Reproduce the passage of the reflection on pastoral ministry starting at "It is not long" and ending at "help on layaway?", with every word unchanged.

- **Page extract**:
****************
Saturday, April 4, 2020

But that is no answer at all. . .

Sometimes it is just plain tough to be a pastor.  People come from within the congregation and others you do not know and they pour out their hearts to you.  Whatever it is, you have little to offer them in the hope of fixing what it is that is wrong.  Our words cannot heal cancer or bring back the dead or instantly end the terrors of a schizophrenic or bi-polar mind.  We do not have enough money to answer the financial needs of those who were living paycheck to paycheck and lost their jobs.  We cannot sort out the often confusing and confounding realities of a world which calls sin good and rejects virtue.  We are sometimes rejected because the people know a pastor cannot fix what is wrong.  And when you tell them you will pray for them or listen to their complaints, the people reject your prayers and your ears and sometimes leave with a choice word or sentiment behind.

It is not long before a pastor begins to believe that he has nothing to offer, nothing to say, and nothing to give.  And that is a bad place to be.  For we have not simply given up on ourselves and our vocation but upon the God who called us and conferred on us through the Church His the authority of His Word and Sacraments.  That is a worse place to be.  Then the Gospel becomes a pie in the sky when you die but offers little to help you wrestle through the worse questions and worse moments of this life.  And who wants a Gospel that offers help on layaway?
****************
- **Data**:

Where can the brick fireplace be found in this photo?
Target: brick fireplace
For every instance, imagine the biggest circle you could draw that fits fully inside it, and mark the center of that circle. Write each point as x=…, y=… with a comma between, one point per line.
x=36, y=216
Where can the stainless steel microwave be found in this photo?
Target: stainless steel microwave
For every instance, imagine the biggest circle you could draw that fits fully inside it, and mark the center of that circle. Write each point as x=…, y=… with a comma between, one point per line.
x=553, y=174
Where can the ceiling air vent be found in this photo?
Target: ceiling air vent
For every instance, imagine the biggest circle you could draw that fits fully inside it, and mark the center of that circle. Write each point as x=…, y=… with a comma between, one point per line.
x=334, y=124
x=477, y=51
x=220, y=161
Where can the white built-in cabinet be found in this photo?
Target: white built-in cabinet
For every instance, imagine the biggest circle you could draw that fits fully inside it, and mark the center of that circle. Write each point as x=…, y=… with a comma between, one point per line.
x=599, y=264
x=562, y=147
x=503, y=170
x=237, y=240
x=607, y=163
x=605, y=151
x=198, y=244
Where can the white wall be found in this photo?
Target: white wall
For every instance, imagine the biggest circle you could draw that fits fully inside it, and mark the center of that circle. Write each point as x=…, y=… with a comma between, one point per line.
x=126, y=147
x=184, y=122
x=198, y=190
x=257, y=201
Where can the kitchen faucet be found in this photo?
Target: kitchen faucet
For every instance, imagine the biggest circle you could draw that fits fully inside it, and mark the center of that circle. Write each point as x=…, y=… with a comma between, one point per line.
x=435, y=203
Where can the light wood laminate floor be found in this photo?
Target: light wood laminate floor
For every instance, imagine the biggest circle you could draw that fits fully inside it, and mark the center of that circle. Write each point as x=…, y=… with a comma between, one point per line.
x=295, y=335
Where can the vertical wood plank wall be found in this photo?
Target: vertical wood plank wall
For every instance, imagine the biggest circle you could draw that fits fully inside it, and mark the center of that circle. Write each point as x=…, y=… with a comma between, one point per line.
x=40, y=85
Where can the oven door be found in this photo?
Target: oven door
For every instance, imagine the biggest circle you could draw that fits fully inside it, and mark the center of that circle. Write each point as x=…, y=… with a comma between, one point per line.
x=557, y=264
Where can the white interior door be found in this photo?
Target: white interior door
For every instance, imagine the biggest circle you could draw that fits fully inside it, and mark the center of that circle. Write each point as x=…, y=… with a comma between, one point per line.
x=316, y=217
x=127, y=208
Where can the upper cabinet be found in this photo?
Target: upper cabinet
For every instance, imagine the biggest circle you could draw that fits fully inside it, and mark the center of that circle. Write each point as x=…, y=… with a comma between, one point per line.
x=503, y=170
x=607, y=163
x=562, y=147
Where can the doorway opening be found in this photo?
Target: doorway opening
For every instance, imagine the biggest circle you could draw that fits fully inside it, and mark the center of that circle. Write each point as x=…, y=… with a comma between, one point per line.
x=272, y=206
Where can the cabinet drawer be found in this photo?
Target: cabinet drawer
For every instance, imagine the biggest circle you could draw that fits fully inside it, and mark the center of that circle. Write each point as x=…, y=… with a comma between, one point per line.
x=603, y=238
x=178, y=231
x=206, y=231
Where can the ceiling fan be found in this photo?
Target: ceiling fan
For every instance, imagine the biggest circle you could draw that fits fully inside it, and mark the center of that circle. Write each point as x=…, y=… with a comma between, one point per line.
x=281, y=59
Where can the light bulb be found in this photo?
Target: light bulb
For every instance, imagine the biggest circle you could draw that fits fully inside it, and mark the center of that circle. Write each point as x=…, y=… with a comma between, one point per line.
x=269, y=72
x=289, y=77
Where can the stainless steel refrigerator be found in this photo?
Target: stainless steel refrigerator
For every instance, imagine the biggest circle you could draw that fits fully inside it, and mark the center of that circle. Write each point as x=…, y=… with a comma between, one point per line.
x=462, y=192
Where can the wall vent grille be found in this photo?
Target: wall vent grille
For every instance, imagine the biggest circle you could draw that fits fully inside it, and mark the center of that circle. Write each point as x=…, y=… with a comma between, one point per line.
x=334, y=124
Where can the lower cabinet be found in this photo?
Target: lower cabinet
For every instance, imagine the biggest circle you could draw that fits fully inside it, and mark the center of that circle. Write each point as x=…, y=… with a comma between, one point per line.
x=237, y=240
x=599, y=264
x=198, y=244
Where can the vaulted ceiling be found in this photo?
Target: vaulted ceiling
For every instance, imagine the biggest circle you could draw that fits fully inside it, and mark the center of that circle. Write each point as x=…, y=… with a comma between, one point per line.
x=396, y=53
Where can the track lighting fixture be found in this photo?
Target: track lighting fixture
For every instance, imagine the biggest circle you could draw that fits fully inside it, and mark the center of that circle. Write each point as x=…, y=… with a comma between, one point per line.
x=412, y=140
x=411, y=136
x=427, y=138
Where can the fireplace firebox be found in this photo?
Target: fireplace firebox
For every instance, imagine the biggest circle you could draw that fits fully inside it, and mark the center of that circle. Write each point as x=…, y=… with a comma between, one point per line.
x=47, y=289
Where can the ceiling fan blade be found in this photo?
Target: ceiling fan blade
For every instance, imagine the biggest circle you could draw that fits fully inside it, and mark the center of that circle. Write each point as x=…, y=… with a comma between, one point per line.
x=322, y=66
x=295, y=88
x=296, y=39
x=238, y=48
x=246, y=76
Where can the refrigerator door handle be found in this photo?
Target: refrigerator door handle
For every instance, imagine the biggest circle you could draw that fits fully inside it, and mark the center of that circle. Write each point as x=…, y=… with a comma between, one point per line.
****************
- **Answer box**:
It is not long before a pastor begins to believe that he has nothing to offer, nothing to say, and nothing to give.  And that is a bad place to be.  For we have not simply given up on ourselves and our vocation but upon the God who called us and conferred on us through the Church His the authority of His Word and Sacraments.  That is a worse place to be.  Then the Gospel becomes a pie in the sky when you die but offers little to help you wrestle through the worse questions and worse moments of this life.  And who wants a Gospel that offers help on layaway?